Reproduce every line of the data below without any changes, but leave the pictures out of your answer.

+ + + + + + +

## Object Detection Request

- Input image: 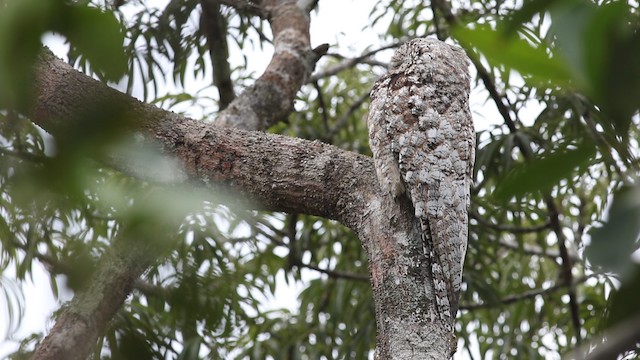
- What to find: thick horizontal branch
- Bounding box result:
[460,274,597,310]
[31,48,378,231]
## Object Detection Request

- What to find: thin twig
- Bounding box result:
[307,41,404,83]
[460,274,598,310]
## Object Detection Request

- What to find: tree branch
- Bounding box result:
[200,0,236,110]
[31,48,377,226]
[308,41,405,83]
[460,274,597,310]
[30,0,336,360]
[215,0,326,130]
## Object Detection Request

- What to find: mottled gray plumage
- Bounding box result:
[368,38,475,326]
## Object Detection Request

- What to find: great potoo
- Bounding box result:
[368,38,475,328]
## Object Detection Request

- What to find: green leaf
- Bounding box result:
[54,6,127,81]
[453,25,571,85]
[493,143,595,201]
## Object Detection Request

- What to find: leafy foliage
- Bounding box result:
[0,0,640,359]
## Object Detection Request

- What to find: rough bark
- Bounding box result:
[32,239,152,360]
[200,0,236,110]
[30,6,468,359]
[30,0,326,359]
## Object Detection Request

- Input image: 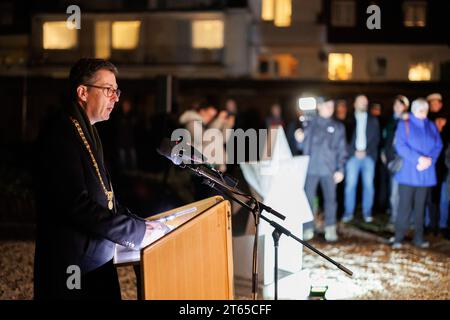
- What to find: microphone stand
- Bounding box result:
[180,164,353,300]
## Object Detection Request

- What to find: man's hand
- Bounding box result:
[141,221,170,248]
[380,151,387,164]
[226,115,236,129]
[294,128,305,143]
[333,171,344,184]
[416,156,432,171]
[217,110,228,122]
[355,150,366,159]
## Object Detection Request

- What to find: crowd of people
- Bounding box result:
[100,89,449,248]
[294,93,450,248]
[174,93,450,248]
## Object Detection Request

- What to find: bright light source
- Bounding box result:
[192,20,224,49]
[261,0,275,21]
[328,53,353,80]
[42,21,78,50]
[95,21,111,59]
[274,0,292,27]
[298,97,317,111]
[408,63,433,81]
[112,21,141,50]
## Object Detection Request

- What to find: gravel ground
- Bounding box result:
[0,230,450,300]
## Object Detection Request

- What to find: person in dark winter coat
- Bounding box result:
[296,99,347,242]
[34,59,167,300]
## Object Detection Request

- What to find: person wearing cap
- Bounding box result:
[295,98,347,242]
[391,98,442,249]
[381,95,409,230]
[425,93,449,234]
[342,95,380,223]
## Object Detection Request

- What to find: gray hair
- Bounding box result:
[411,98,429,113]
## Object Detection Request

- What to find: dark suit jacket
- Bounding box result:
[34,105,145,299]
[348,114,380,162]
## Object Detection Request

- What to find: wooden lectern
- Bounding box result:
[114,196,233,300]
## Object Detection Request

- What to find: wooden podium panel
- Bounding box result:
[138,197,233,300]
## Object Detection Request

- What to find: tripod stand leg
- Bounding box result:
[272,229,281,300]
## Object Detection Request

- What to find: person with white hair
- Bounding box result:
[392,98,442,249]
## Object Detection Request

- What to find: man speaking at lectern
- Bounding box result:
[34,59,166,300]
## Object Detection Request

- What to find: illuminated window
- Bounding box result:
[274,0,292,27]
[331,0,356,27]
[192,20,224,49]
[261,0,292,27]
[275,54,298,77]
[95,21,111,59]
[328,53,353,80]
[261,0,275,21]
[112,21,141,50]
[408,62,433,81]
[42,21,78,50]
[403,1,427,27]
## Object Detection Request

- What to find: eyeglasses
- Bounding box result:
[84,84,122,98]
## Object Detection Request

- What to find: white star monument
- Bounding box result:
[233,127,313,285]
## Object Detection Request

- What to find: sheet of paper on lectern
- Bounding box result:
[113,224,174,264]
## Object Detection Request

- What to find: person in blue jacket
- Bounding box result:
[393,98,442,249]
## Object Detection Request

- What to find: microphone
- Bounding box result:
[156,137,207,166]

+ + + + + + +

● Answer to the problem
## Object Detection Request

- Input image: 
- What to find: thick horizontal branch
- Bounding box result:
[460,274,597,310]
[31,48,378,231]
## Object Detection Request

- What to find: thin twig
- Bounding box result:
[307,41,404,83]
[460,274,598,310]
## Object Detection Request

- What to find: tree branch
- Bounding box result:
[200,0,236,110]
[31,48,377,226]
[308,41,405,83]
[460,274,597,310]
[30,0,336,360]
[215,0,326,130]
## Object Detection Request

- What to find: mottled gray plumage
- Bounding box result:
[368,38,475,326]
## Object Detection Request

- What to find: great potoo
- Bounding box result:
[368,38,475,328]
## Object Detection Request

- What to find: green leaf
- Bounding box result:
[54,6,127,81]
[453,25,571,85]
[493,143,595,201]
## Object Detection Request

- What to find: leafy foliage
- Bounding box result:
[0,0,640,359]
## Object Detection Request

- What to find: rough bark
- Bounding box result:
[32,239,152,360]
[200,0,236,110]
[30,6,468,359]
[30,0,326,359]
## Object Detection Request

- Input image: 
- What to find: microphone stand
- Bounding box result:
[180,164,353,300]
## Object Detection Request

- What to find: man's hand
- Bounding box result:
[141,221,170,248]
[380,151,387,164]
[226,115,236,129]
[294,128,305,143]
[333,171,344,184]
[416,156,432,171]
[217,110,228,122]
[355,150,366,159]
## Object Detection Request

- What to find: crowd of people
- Bounding box result:
[100,89,449,248]
[294,93,450,248]
[174,93,450,248]
## Object Detection Request

- What to find: bright light source
- Bounding box result:
[192,20,224,49]
[261,0,275,21]
[328,53,353,80]
[42,21,78,50]
[95,21,111,59]
[274,0,292,27]
[298,97,317,111]
[408,63,433,81]
[112,21,141,50]
## Object Detection Request

- What to find: gravel ground
- Bounding box result:
[0,230,450,300]
## Object Detection Request

- What to find: person in dark winter coat
- Bounding box result:
[296,99,347,242]
[34,59,167,300]
## Object Detection Request

- What to find: person wearing cap
- Bounding box result:
[295,98,347,242]
[391,98,442,249]
[381,95,409,230]
[425,93,449,234]
[342,95,380,223]
## Object Detection Request

- What to find: gray hair
- Bounding box result:
[411,98,429,113]
## Object Detection Request

- What to find: dark suit jacket
- Bounding box result:
[34,105,145,299]
[348,114,380,162]
## Object Detection Request

- What to find: wooden lectern
- Bounding box result:
[114,196,233,300]
## Object Detection Request

- What to find: wooden podium panel
- Bounding box result:
[138,197,233,300]
## Object Detection Request

- What to find: tripod stand leg
- Bounding box result:
[272,229,281,300]
## Object Detection Request

- What to find: person with white hair
- Bounding box result:
[392,98,442,249]
## Object Detection Request

- What to find: man speaking at lectern
- Bounding box result:
[34,59,166,300]
## Object Detection Request

- What to find: illuminated window
- Bounding box result:
[274,0,292,27]
[331,0,356,27]
[192,20,224,49]
[261,0,292,27]
[275,54,298,77]
[95,21,111,59]
[328,53,353,80]
[261,0,275,21]
[112,21,141,50]
[408,62,433,81]
[42,21,78,50]
[403,1,427,27]
## Object Detection Request

- What to find: eyeglasses
- Bounding box result:
[84,84,122,98]
## Object Detection Request

- What to find: white star monument
- Bounding box result:
[233,127,313,285]
## Object Detection Request

- What to find: sheet of paper on lectern
- Bounding box result:
[113,224,174,264]
## Object Detection Request

- What to find: person in blue jacket
- Bounding box result:
[393,98,442,249]
## Object Detection Request

- What to find: microphone
- Bounding box result:
[156,137,207,166]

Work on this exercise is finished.